Dataset excerpts -
——————
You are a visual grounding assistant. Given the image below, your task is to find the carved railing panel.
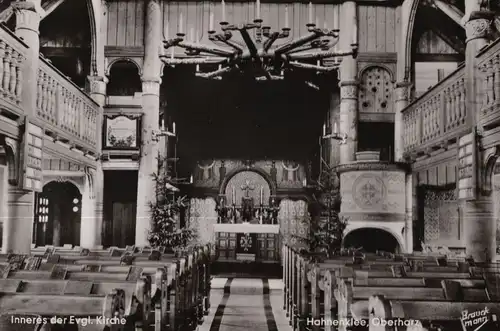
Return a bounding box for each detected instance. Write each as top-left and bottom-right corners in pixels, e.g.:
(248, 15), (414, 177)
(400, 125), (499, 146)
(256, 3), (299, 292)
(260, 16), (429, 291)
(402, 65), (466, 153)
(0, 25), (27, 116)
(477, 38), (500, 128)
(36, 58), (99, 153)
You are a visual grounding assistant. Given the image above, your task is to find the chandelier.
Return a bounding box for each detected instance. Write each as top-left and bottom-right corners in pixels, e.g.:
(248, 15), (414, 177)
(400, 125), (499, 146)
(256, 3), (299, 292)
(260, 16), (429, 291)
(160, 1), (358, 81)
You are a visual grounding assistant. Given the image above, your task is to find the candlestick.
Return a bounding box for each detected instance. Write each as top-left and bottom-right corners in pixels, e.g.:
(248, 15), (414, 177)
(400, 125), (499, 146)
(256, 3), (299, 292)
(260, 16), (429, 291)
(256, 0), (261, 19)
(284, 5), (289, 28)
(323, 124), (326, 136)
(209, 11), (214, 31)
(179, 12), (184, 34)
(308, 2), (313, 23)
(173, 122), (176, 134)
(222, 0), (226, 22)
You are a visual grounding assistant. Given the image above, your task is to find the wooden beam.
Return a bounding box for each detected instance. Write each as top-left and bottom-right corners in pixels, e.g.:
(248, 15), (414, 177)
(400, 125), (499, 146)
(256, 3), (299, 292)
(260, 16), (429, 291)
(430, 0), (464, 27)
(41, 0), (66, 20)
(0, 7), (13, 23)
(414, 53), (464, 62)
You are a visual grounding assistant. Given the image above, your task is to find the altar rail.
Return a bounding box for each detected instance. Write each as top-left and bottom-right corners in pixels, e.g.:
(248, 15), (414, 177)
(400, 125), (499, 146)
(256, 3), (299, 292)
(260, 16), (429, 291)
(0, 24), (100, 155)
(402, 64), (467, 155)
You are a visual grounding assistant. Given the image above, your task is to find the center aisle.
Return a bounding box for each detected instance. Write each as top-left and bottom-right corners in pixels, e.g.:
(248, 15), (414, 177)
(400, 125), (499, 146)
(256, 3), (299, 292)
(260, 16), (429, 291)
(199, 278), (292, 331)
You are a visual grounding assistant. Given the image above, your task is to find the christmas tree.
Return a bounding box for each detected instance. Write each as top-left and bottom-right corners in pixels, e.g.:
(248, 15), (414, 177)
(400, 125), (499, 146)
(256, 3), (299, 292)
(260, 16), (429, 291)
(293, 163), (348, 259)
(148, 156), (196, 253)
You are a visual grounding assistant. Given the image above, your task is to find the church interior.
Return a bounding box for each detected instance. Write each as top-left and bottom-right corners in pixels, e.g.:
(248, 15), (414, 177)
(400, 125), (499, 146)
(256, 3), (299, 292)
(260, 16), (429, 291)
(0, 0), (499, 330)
——————
What the task requires - Since only the text is wanted, repeat all the records above exactly and omit the pictures.

Answer to the exercise -
You are a visual grounding assistant. Given the image below, your task is to find the carved railing panel.
Return a bounding box for each detected instance. Write each as top-left and bottom-right corners in pixels, e.g.:
(248, 15), (414, 177)
(400, 125), (499, 146)
(256, 3), (299, 292)
(260, 16), (429, 291)
(402, 65), (466, 153)
(0, 25), (27, 116)
(477, 38), (500, 128)
(36, 58), (99, 153)
You are a visual grounding assistant. Given the image above, your task is to find the chandelier.
Return a bounding box for each detected instance. Write each as top-left and bottom-right corners in pixels, e.g.:
(248, 15), (414, 177)
(400, 125), (499, 146)
(256, 3), (299, 292)
(260, 16), (429, 291)
(160, 1), (358, 81)
You are a visual grounding assistant. Given the image above, your task is to find the candlestick.
Return a bounding box for each detected instance. Write each as top-left and bottom-right corners in pixels, e.g.:
(248, 15), (414, 177)
(400, 125), (499, 146)
(256, 3), (299, 292)
(260, 16), (429, 291)
(256, 0), (261, 19)
(284, 5), (289, 28)
(323, 124), (326, 136)
(209, 11), (214, 31)
(179, 12), (184, 34)
(308, 2), (313, 23)
(173, 122), (176, 134)
(222, 0), (226, 22)
You are a visual grounding assistant. Given the image above, your task is to find the wooden beam.
Return a bounding box for each detected instance. Write each as top-left and bottom-right corners in pixels, e.g.:
(248, 15), (414, 177)
(400, 125), (499, 146)
(256, 3), (299, 292)
(260, 16), (429, 291)
(430, 0), (464, 27)
(41, 0), (66, 20)
(0, 7), (13, 23)
(414, 53), (464, 62)
You are a visual grounding assistant. Given the image above, your task is to find the altar rail.
Return a bounding box for each detected instance. Write each as top-left and bottom-right corners in pixels, e.g.:
(248, 15), (414, 177)
(400, 125), (499, 146)
(256, 3), (299, 292)
(260, 16), (429, 291)
(0, 24), (100, 155)
(402, 64), (467, 155)
You are a visual grounding assistant. Given the image above, your task is to find the center aisle.
Return a bounding box for each detected instance. Write each as top-left and bottom-right corners in pixels, e.g.:
(248, 15), (414, 177)
(400, 125), (499, 146)
(256, 3), (299, 292)
(260, 16), (429, 291)
(199, 278), (292, 331)
You are a visual grounding assistant. Given the image above, your task is to find the christmas tree.
Return a bounding box for each detected instance. Write each as top-left and bottom-right corners in pixels, e.g.:
(248, 15), (414, 177)
(400, 125), (499, 146)
(256, 3), (299, 292)
(260, 16), (429, 291)
(293, 163), (348, 259)
(148, 156), (196, 253)
You are a visual grounding assistant. Given the image above, your task is to find the church interior.
Return a bounding box for each detected instance. Write each as top-left and bottom-right corners in pixels, e.g.:
(248, 15), (414, 177)
(400, 125), (499, 146)
(256, 3), (299, 292)
(260, 16), (429, 291)
(0, 0), (499, 330)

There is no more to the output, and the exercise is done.